**Objectives:**
1. Retype part of the link-tax post word for word. Begin at the words "Google has blasted" and stop after "Let me explain.".
2. Name each company listed in the sentence of the link-tax post that starts "I think it’d be easier".
** Begin Quoted text **
Old fights between Google and Microsoft, again in Europe

Reposted Microsoft throws Google under the bus in European news fight (Ars Technica)

Google has blasted “link tax” proposals as antithetical to the open Web.

With Google searches increasingly not generating traffic anymore, I can see how the news publishers are upset. But these laws are just plain wrong and the solution should be a lot simpler.

I think it’d be easier and better to force Google, Twitter, Facebook, Slack, Telegram and all these not to pull too much metadata from a URL. Let’s all go back to the time when adding a link was just that, a link, and you needed to manually write what that page was about.

Let me explain.

In the old days when you wanted to share a URL with your friends, you pasted it in a message. If you sent a message that looked like this:

simple link
A URL pasted in a “dumb” email client

You wouldn’t make a friend happy: it’s an empty message with a link to an obscure website. Lack of bandwidth was a thing and clicks were dedicated only to things that mattered. How can someone judge if a URL is worth clicking on? The netiquette asks you to add context to help the recipient understand why your message is worth your friend’s time and attention.
** End Quoted text **
** Begin Supplied material **
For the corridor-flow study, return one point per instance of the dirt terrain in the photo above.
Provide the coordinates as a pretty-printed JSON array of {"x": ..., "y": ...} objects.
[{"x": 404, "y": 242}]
** End Supplied material **
**Answers to the exercises:**
1.
Google has blasted “link tax” proposals as antithetical to the open Web.

With Google searches increasingly not generating traffic anymore, I can see how the news publishers are upset. But these laws are just plain wrong and the solution should be a lot simpler.

I think it’d be easier and better to force Google, Twitter, Facebook, Slack, Telegram and all these not to pull too much metadata from a URL. Let’s all go back to the time when adding a link was just that, a link, and you needed to manually write what that page was about.

Let me explain.

2. Google, Twitter, Facebook, Slack, Telegram